## Activity
Only the line containing "Locate every instance of the jersey" and the lines after it, through the end of the entries, should be output exactly.

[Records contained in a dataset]
BEGIN

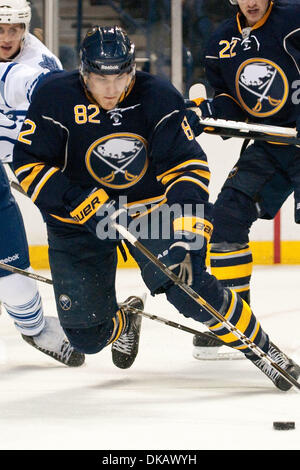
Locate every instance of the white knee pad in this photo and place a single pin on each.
(21, 299)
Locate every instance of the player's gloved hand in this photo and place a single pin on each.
(9, 133)
(198, 109)
(191, 235)
(96, 211)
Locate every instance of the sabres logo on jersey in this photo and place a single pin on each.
(261, 86)
(117, 161)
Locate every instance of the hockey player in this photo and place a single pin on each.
(19, 295)
(113, 137)
(252, 63)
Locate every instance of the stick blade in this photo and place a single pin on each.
(197, 90)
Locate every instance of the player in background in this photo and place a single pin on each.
(116, 136)
(253, 64)
(18, 294)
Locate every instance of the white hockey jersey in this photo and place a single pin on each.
(17, 82)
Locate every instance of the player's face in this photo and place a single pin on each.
(107, 89)
(11, 36)
(253, 10)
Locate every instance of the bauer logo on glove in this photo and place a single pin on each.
(89, 206)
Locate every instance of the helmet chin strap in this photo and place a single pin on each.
(123, 95)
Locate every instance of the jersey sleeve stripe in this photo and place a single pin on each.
(190, 180)
(25, 168)
(28, 180)
(172, 176)
(42, 182)
(190, 164)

END

## Solution for this problem
Locate every instance of the jersey sleeve stripe in this photo and place a single pin on each.
(190, 180)
(25, 168)
(28, 180)
(172, 176)
(42, 182)
(190, 164)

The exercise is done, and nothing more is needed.